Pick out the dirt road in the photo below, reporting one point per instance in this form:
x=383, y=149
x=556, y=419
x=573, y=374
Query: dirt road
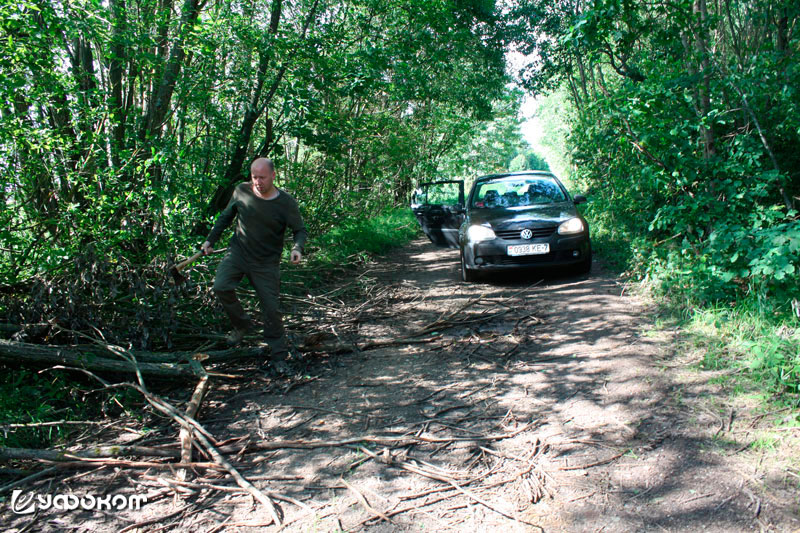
x=517, y=404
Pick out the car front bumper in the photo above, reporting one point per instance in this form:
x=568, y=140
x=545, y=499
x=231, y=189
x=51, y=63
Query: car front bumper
x=492, y=255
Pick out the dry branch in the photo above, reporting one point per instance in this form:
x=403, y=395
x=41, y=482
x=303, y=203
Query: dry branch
x=185, y=435
x=17, y=353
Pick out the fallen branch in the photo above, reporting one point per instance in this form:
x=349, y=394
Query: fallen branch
x=416, y=470
x=203, y=436
x=18, y=353
x=185, y=435
x=591, y=465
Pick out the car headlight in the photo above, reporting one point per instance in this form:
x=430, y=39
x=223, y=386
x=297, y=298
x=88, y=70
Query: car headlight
x=571, y=226
x=480, y=233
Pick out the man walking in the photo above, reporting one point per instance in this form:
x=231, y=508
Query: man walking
x=262, y=213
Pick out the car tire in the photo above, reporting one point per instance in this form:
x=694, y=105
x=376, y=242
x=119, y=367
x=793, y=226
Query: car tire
x=467, y=275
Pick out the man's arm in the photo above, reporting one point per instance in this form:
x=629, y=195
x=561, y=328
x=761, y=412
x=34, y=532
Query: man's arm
x=223, y=221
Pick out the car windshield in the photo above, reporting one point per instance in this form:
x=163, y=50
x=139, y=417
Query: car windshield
x=517, y=191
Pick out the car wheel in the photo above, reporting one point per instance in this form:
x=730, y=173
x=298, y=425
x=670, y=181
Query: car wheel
x=467, y=274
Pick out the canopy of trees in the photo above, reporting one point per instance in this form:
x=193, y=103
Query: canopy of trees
x=125, y=124
x=685, y=130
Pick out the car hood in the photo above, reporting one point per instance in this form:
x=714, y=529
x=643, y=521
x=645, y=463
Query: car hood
x=517, y=217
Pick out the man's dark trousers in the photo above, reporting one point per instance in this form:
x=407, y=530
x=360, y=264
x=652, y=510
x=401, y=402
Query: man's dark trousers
x=265, y=279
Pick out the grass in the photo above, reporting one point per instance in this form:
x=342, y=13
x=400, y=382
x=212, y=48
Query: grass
x=752, y=341
x=352, y=243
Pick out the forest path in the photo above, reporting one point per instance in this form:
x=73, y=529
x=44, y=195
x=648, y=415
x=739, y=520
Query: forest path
x=534, y=404
x=613, y=442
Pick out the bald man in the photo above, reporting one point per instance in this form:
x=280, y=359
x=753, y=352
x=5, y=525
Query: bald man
x=262, y=213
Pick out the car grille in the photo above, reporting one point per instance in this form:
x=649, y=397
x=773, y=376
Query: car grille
x=513, y=234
· · · · · · ·
> Instructions to follow:
Rewrite the data starting at the line containing "Pick out the grass" and ending at the line containing "x=352, y=243", both lines included and requests kept, but shift every coordinate in the answers by adding 44 to it. Give only those lines.

> Task result:
Pick out the grass in the photo above, reporting one point per instance in this form:
x=342, y=13
x=400, y=382
x=212, y=48
Query: grass
x=796, y=385
x=396, y=287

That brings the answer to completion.